Tasks to carry out
(a) Change "page cache" to "buffer cache" in the passage of the maph key-value storage page starting with "1. Zero-Copy Architecture" and going on through "kernel page cache.", and write out the revised passage.
(b) Continue the maph key-value storage page from where it stops.

Quoted text
----------

Skip to main content

maph: Maps Based on Perfect Hashing for Sub-Microsecond Key-Value Storage

maph (Map based on Perfect Hash) is a high-performance key-value storage system that achieves sub-100 nanosecond latency through a novel combination of memory-mapped I/O, approximate perfect hashing, and lock-free atomic operations. Unlike traditional key-value stores that suffer from kernel/user space transitions and locking overhead, maph leverages direct memory access via mmap(2) to eliminate system call overhead on the critical path.

The Performance Problem

Modern distributed systems depend on key-value stores for caching, session management, and metadata storage. However, existing solutions face fundamental limitations when microsecond-level latency becomes critical:

Three fundamental bottlenecks:

  1. Kernel overhead: System calls require expensive context switches (100-500ns per operation)
  2. Memory copying: Traditional stores copy data multiple times—from kernel buffers to user space, between internal structures, for serialization
  3. Synchronization overhead: Lock-based concurrency creates contention and unpredictable latency spikes

These limitations are particularly acute in:

  • High-frequency trading: Every nanosecond translates to competitive advantage
  • ML feature stores: Inference pipelines require thousands of features within tight latency budgets
  • Real-time gaming and IoT: Predictable response times under concurrent access patterns

Core Innovation: Three Key Techniques

1. Zero-Copy Architecture via mmap

By memory-mapping the entire database file, maph eliminates kernel/user space transitions:

// Traditional approach: Multiple copies
std::vector<uint8_t> data = read_from_disk(key);  // Kernel → user copy
Value v = deserialize(data);                      // Another copy
process(v);                                        // Yet another copy

// maph approach: Direct memory access
auto store = maph::Maph::open("mystore.maph");
auto value = store->get(key);  // Zero copies! Direct pointer into mmap region

Key insight: The CPU’s memory management unit (MMU) handles address translation transparently, providing the illusion of in-memory access with automatic persistence through the kernel page cache.

2. Hybrid Hash Architecture

maph uses a hybrid hasher that dynamically combines perfect hashing with standard hashing:

When optimized (via the /optimize REST API endpoint or optimize() C++ method), maph constructs a minimal perfect hash function for all keys present at optimization time:

\[ \forall k_i, k_j \in K_{\text{known}}, i \neq j : h_p(k_i) \neq h_p(k_j) \]

For known keys: The perfect hasher provides O(1) worst-case lookup with exactly one memory access—no probing required.

----------

Rows

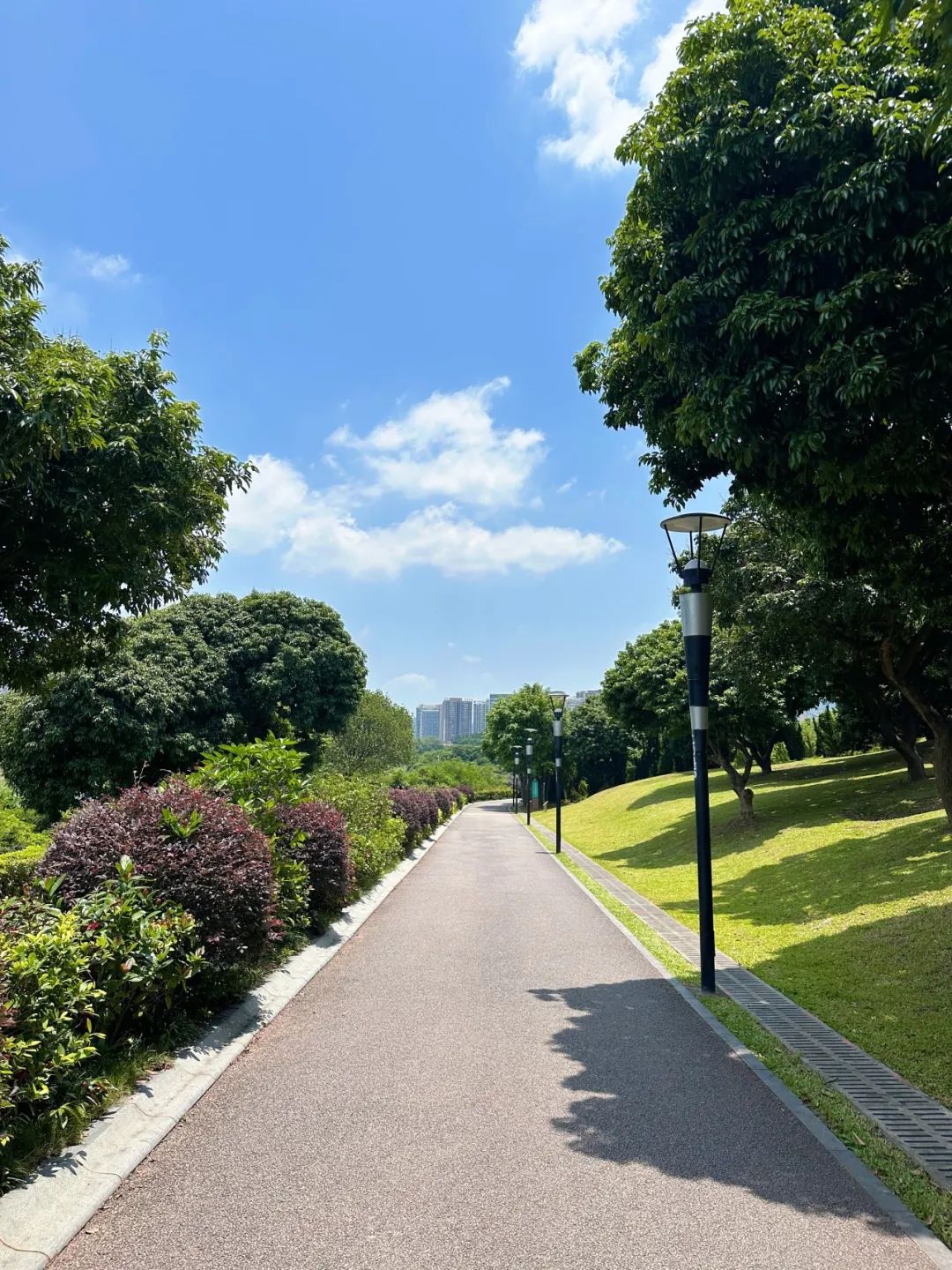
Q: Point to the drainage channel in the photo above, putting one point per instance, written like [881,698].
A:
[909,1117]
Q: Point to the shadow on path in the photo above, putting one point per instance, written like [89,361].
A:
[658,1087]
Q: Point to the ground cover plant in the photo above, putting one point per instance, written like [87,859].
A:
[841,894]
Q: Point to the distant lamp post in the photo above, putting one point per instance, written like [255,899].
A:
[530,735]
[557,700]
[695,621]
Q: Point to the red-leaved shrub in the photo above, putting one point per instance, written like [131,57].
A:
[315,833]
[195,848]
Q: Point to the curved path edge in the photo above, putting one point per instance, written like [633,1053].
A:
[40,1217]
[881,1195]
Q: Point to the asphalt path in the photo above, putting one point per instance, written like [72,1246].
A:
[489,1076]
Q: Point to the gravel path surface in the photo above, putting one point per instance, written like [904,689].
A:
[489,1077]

----------

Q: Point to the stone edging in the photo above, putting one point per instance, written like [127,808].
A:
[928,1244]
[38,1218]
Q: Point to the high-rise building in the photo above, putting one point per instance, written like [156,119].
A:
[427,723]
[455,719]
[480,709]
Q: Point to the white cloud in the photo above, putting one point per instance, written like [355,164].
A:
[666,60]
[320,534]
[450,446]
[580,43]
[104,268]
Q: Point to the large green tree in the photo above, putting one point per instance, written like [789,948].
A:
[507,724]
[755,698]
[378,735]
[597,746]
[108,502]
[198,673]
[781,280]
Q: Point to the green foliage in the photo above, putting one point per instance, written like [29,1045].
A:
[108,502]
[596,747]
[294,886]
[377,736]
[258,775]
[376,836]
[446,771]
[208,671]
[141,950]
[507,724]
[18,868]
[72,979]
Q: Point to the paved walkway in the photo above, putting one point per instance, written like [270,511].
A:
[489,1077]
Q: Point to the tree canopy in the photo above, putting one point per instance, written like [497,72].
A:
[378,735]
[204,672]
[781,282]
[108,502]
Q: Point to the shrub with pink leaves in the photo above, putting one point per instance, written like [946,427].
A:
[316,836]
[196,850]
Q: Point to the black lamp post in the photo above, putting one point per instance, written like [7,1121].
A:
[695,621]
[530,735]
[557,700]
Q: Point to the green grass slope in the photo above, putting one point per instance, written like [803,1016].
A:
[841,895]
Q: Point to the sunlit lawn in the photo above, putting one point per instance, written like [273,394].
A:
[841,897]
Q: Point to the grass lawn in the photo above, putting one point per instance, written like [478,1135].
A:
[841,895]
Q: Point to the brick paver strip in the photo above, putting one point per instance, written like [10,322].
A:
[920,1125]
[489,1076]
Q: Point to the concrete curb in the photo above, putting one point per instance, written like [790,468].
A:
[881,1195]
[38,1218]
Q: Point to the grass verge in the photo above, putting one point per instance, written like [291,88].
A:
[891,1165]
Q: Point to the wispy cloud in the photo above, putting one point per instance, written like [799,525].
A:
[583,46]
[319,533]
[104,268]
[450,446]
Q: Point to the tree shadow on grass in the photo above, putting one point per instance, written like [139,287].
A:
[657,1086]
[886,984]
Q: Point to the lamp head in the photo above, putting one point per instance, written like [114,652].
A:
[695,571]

----------

Exercise responses
(a)
1. Zero-Copy Architecture via mmap

By memory-mapping the entire database file, maph eliminates kernel/user space transitions:

// Traditional approach: Multiple copies
std::vector<uint8_t> data = read_from_disk(key);  // Kernel → user copy
Value v = deserialize(data);                      // Another copy
process(v);                                        // Yet another copy

// maph approach: Direct memory access
auto store = maph::Maph::open("mystore.maph");
auto value = store->get(key);  // Zero copies! Direct pointer into mmap region

Key insight: The CPU’s memory management unit (MMU) handles address translation transparently, providing the illusion of in-memory access with automatic persistence through the kernel buffer cache.

(b)
For new keys (inserted after optimization): The hybrid hasher automatically falls back to standard FNV-1a hashing with linear probing:

\[ \text{slot}_i = (h_s(k) + i) \bmod n, \quad i \in [0, \text{MAX\_PROBES} - 1] \]

The maximum probe distance (default 10) ensures bounded worst-case latency.

Key insight: The same slot array serves both purposes. The hybrid hasher checks if a key was in the original optimized set (is_perfect_for(key)), and uses the appropriate hash function accordingly. No static partitioning is needed.

3. Lock-Free Atomic Operations

All operations use compare-and-swap (CAS) primitives and atomic versioning:

Atomic Slot Versioning: Each slot maintains a 64-bit atomic value combining key hash (high 32 bits) and version number (low 32 bits):

// Lock-free read
uint64_t v1 = slot.hash_version.load(acquire);
uint32_t hash = v1 >> 32;
if (hash != hash(key)) return nullopt;  // Key not found

// Copy data while checking version
data = copy(slot.data);
uint64_t v2 = slot.hash_version.load(acquire);

if (v1 == v2 && (v1 & 1) == 0) {  // Even version = consistent
    return data;
}
// Retry if version changed

Writers use a two-phase protocol:

  1. Increment version to odd (marking slot as updating)
  2. Write new data
  3. Increment version to even (marking update complete)

Readers either see old value or new value completely—never partial updates.

Performance Results

Single-Threaded Latency

Operationp50p90p99p99.9p99.99
Random GET351ns601ns972ns1,342ns7,844ns
Sequential GET221ns301ns752ns922ns8,736ns

Sub-microsecond median latency with predictable tail latency under 10µs.

Multi-Threaded Scaling

ThreadsThroughput (M ops/sec)Avg Latency (ns)SpeedupEfficiency
12.693471.00×100%
25.713252.12×106%
411.903094.42×110%
817.243756.40×80%
1698.00-36.43×-

Near-linear scaling up to 4 threads (110% efficiency), demonstrating the effectiveness of lock-free design.

Comparison with Other Systems

SystemThroughputSpeedup vs maph
maph10M ops/sec1.00× (baseline)
Redis0.8M ops/sec12× slower
RocksDB0.11M ops/sec87× slower
Memcached1.6M ops/sec6× slower

Memory Layout and Slot Design

Fixed-Size Slots

Each slot is 512 bytes, aligned to 64-byte cache lines:

Slot Structure (512 bytes):
┌─────────────────────────────┐
│ Metadata (16 bytes)         │
│  - hash_version (8B atomic) │  Upper 32 bits: hash identifier
│  - size (4B)                │  Lower 32 bits: version counter
│  - reserved (4B)            │
├─────────────────────────────┤
│ Data (496 bytes)            │  Actual value storage
└─────────────────────────────┘

Why 512 bytes?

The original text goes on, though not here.